Maybe we could even go further and add an identifier of the Sorter which has been used to sort the segment
+1. This makes sense. We need to be as robust as possible. If a user makes a mistake, it's best if he can avoid tripping himself. It needs to be something unique, i.e. not just the sorter class, but e.g. for NumericDV also the field. Perhaps Sorter should have a sortKey? Then we record Sorter.class_Sorter.sortKey?
I agree that addIndexes should use MergePolicy. Unlike the Directory version, which shallow-copies the segments, including whatever Diagnostics information they contain, the IR version uses SegmentMerger, however bypasses MP. So e.g. if the app uses TieredMP, limiting the merged segment size to 10 GB, you can addIndexes a 20-segment index, totalling 100 GB, and end up in a single 100 GB segment. That's ... uexpected.
++++++
[Activity] Continue the discussion of sorted segments and addIndexes from the point at which it ends. The entries that follow are separate material and have no connection to the discussion above.

[Records from a dataset]
++++++
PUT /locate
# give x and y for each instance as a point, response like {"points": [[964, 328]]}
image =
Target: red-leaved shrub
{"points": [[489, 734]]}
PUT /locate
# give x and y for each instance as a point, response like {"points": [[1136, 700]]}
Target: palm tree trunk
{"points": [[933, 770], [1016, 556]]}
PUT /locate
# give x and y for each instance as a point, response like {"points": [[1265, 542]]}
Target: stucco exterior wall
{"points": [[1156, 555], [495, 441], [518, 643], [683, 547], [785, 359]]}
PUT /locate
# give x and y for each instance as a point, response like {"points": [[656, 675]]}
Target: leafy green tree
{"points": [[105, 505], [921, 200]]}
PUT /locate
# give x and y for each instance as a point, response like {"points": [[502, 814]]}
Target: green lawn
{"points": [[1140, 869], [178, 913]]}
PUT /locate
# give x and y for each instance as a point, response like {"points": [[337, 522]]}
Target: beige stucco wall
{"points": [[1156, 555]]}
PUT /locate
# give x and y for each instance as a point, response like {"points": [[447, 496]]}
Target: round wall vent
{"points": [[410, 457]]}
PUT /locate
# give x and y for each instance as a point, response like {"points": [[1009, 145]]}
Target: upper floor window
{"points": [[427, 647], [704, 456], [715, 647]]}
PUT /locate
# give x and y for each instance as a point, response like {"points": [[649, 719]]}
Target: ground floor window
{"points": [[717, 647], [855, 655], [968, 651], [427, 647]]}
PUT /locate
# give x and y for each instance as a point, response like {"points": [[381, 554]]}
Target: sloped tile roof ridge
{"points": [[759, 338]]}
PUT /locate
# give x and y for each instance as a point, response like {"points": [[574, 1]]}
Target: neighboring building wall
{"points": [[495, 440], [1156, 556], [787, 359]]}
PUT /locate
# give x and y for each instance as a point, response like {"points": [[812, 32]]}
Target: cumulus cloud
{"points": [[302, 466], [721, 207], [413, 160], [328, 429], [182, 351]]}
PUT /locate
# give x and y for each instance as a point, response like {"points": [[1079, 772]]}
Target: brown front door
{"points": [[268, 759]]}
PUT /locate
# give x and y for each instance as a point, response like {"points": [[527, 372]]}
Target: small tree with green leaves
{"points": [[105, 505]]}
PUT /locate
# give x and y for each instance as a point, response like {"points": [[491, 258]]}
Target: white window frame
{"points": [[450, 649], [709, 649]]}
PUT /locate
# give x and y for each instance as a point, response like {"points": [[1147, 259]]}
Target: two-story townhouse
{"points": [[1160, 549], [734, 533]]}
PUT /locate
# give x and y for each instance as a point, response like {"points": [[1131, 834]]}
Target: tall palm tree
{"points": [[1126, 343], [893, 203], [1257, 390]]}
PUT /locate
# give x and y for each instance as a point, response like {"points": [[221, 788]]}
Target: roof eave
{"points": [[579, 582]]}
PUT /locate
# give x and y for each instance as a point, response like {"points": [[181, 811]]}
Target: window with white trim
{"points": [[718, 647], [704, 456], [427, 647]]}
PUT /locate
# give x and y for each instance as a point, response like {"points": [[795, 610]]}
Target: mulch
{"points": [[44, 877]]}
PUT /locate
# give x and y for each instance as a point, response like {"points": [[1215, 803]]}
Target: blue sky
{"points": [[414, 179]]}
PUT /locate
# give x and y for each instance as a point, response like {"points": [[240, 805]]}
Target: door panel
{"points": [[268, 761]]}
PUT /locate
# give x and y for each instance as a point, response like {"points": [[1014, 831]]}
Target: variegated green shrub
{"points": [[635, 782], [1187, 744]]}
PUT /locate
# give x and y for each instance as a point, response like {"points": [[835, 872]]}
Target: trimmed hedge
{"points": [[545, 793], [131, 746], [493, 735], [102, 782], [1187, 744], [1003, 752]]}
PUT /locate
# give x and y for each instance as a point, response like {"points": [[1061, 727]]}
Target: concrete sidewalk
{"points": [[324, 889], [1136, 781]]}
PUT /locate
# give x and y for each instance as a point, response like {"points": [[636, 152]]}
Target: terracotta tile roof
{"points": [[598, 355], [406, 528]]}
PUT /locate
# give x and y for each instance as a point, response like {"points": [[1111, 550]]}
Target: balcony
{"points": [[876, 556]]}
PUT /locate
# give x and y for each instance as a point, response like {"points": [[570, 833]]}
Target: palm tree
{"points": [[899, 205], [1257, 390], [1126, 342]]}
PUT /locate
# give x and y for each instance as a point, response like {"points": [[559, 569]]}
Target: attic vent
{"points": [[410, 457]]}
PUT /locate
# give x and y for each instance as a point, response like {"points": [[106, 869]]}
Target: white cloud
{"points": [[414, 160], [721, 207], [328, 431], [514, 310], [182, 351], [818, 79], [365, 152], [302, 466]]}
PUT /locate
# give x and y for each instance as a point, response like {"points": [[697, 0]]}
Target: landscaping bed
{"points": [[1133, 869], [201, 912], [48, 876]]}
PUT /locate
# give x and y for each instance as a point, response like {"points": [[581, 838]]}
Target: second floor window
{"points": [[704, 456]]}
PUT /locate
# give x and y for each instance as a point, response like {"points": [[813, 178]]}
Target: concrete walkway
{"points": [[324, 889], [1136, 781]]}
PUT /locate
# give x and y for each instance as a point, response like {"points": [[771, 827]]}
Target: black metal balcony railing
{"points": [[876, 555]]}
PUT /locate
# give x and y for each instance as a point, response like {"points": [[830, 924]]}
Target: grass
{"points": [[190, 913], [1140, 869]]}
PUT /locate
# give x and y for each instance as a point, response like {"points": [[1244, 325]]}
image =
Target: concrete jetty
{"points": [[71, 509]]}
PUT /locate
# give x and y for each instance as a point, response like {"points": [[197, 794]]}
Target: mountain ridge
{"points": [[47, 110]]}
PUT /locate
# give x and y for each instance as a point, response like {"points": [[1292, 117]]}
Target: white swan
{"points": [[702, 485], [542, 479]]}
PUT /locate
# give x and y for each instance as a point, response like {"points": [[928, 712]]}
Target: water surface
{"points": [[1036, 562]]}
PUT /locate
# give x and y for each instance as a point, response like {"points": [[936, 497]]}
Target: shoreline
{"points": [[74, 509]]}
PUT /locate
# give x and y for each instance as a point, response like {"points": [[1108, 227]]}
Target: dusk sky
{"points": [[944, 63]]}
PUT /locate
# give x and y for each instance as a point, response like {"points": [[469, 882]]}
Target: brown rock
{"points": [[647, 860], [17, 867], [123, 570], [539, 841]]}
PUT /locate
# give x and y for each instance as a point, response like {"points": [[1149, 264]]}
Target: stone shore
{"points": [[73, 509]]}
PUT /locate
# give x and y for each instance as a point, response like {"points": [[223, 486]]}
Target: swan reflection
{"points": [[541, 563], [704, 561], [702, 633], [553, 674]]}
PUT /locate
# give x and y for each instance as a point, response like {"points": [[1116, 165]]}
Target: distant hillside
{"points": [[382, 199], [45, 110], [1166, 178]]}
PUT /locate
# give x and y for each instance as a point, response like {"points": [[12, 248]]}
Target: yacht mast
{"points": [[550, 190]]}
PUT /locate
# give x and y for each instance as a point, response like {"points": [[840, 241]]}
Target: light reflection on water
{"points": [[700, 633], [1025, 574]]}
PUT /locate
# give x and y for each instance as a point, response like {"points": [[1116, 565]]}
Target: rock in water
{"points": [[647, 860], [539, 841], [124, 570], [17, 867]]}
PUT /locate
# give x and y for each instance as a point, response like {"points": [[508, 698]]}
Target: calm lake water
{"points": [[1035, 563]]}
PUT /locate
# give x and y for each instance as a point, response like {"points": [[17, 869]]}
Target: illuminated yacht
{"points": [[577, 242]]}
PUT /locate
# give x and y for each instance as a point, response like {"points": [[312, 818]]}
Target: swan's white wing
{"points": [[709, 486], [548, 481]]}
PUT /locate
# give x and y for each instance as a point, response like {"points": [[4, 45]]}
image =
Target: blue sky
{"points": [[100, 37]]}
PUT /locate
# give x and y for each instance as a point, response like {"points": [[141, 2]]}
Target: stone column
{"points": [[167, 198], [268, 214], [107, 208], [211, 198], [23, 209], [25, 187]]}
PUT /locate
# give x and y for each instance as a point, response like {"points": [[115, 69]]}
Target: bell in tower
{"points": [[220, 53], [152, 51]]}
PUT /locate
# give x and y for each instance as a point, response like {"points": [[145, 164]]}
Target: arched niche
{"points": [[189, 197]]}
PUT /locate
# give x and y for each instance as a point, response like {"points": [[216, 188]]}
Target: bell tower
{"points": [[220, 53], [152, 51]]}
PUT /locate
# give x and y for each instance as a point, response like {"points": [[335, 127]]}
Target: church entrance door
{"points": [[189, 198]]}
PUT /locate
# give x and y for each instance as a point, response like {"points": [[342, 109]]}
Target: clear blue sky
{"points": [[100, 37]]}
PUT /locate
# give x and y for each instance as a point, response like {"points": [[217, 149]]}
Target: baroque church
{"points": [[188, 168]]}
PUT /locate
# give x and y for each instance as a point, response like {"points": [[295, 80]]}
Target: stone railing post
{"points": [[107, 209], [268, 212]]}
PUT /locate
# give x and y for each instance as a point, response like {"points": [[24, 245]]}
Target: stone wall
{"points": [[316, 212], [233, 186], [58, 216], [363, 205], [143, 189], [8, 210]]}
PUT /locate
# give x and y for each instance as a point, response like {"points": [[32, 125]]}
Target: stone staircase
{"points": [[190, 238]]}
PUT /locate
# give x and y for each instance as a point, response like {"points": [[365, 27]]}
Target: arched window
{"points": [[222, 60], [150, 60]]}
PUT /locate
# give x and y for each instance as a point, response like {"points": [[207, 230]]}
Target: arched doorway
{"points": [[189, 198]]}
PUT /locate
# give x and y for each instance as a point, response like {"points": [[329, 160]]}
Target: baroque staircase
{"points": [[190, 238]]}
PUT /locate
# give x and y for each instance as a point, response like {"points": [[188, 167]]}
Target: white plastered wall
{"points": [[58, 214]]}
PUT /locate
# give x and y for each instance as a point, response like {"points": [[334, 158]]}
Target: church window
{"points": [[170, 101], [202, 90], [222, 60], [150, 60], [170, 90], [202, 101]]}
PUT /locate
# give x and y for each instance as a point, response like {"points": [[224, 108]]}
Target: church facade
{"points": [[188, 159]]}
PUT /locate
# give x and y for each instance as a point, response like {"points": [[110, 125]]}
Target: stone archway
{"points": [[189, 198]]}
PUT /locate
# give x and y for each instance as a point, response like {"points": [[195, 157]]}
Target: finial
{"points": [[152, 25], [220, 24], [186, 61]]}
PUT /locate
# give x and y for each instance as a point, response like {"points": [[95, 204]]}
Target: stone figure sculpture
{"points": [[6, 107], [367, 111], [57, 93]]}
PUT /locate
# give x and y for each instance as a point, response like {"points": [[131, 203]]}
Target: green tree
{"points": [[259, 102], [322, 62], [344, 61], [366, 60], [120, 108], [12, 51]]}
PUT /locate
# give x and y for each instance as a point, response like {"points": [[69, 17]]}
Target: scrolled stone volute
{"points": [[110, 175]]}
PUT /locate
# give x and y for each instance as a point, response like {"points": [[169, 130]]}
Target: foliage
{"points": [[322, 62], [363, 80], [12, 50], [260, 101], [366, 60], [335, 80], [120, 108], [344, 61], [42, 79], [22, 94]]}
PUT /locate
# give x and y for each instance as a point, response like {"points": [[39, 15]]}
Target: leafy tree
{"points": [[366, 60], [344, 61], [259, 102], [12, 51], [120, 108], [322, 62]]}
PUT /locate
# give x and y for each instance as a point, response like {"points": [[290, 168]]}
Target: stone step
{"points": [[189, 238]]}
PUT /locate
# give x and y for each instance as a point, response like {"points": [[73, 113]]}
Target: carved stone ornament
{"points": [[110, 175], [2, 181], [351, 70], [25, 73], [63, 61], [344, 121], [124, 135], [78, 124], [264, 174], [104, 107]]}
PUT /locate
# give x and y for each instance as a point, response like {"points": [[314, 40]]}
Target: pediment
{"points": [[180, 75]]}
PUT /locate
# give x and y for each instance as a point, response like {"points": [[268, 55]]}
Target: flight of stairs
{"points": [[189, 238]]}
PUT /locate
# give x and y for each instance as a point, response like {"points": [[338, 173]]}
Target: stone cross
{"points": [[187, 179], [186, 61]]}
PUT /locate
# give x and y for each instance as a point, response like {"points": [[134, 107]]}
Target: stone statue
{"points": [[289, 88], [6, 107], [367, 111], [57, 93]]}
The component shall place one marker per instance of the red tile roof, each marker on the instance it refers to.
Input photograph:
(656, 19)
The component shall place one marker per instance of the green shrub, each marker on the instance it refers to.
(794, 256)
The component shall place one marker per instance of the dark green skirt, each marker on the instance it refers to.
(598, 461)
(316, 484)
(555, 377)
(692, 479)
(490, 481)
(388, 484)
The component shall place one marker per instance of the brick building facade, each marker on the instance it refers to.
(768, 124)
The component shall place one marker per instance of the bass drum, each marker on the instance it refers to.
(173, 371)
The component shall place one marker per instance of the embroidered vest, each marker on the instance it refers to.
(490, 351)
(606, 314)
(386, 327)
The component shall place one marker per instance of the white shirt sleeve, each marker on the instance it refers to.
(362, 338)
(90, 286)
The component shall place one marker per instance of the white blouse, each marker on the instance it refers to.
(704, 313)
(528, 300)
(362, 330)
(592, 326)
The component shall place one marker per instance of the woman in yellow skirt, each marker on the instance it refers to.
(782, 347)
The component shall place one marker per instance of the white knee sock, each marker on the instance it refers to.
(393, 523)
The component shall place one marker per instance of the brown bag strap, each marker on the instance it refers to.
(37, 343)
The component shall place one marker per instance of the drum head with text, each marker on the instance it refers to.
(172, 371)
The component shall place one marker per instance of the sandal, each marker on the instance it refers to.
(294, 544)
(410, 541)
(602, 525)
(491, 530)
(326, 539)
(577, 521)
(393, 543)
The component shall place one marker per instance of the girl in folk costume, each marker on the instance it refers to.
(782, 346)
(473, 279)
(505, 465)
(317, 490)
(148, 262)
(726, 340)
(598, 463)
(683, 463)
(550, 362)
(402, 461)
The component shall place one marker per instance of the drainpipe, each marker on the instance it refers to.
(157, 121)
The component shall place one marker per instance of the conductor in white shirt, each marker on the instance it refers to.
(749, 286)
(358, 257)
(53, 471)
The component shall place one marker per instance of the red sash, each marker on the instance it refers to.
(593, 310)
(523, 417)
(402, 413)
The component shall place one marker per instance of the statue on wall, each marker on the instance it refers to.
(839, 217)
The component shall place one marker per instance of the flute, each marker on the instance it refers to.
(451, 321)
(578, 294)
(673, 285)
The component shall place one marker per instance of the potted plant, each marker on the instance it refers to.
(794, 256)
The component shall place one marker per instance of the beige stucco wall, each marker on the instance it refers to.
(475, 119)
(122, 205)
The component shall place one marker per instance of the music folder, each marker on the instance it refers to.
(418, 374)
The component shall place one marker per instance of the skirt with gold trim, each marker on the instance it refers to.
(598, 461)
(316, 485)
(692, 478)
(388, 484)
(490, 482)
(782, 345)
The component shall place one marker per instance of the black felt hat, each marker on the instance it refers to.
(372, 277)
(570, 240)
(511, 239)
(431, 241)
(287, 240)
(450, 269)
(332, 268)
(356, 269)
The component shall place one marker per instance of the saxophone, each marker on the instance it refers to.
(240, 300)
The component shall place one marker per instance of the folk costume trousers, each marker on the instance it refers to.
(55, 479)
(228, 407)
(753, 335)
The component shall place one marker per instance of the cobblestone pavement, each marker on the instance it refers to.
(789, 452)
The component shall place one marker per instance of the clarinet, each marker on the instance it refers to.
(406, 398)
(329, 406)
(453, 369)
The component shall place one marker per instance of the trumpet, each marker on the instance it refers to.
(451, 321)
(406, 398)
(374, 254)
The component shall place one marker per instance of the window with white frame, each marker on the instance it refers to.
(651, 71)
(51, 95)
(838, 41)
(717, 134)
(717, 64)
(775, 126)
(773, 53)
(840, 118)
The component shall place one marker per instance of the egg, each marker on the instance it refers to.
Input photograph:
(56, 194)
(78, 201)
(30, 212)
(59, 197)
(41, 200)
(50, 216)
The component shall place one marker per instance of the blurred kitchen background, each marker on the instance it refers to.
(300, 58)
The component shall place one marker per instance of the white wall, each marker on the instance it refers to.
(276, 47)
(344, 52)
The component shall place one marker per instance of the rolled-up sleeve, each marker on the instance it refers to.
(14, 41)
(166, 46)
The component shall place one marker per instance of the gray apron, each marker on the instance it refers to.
++++++
[Result]
So I think we need something on MP, maybe findMergesForAddIndexes... and then it will be easier to control how these indexes are added. If that's the direction, perhaps we do this in a different issue, as it's unrelated to sorting?
And, while diagnostics allow us to record sorted + sorter, we're still limited to SegmentReader. In practice this may not be a true limitation, but I feel that if AtomicReader exposed metadata(), like commitData() for the composite, it will give us more freedom. This collector does not need to be limited to SegmentReader only ... but I guess it's ok for now, at least, I know others don't like the idea of having metadata() on AR.